[[ Available data, beginning ]]

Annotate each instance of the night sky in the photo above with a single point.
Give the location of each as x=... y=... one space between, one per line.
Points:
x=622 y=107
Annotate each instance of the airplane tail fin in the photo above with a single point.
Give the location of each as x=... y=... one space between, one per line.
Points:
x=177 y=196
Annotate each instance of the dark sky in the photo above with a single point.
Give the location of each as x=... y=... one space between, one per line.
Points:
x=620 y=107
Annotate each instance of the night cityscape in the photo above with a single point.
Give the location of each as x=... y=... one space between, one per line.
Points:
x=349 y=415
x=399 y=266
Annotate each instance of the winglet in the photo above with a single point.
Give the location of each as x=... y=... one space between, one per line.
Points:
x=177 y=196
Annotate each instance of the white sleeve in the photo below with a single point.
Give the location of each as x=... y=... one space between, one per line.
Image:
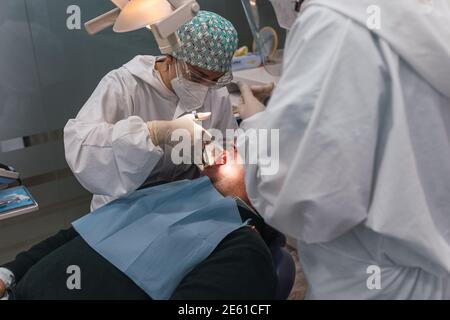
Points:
x=326 y=108
x=108 y=149
x=8 y=279
x=223 y=115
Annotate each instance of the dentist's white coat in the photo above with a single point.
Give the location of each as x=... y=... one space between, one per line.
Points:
x=364 y=179
x=108 y=146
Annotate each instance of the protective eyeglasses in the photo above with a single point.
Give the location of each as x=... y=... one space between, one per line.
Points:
x=188 y=73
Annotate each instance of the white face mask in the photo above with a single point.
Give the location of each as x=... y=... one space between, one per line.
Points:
x=192 y=95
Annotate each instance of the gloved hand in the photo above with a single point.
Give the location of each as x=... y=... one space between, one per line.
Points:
x=161 y=131
x=251 y=99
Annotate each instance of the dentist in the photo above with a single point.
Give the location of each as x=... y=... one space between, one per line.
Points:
x=121 y=138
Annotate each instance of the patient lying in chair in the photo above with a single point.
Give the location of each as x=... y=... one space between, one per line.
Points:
x=239 y=267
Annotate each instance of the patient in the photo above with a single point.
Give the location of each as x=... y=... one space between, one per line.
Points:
x=240 y=267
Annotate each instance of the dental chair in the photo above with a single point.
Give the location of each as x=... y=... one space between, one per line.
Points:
x=282 y=260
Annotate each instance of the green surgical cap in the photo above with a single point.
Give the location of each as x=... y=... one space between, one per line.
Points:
x=208 y=41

[[ Available data, end ]]

**Exercise description**
In the records above, find each line with the word "chair" and copy it out.

**Finished exercise**
Annotate each instance of the patient lying in chair in the photo above with a single point.
Annotate each instance of the dental chair in the photo above with a single point.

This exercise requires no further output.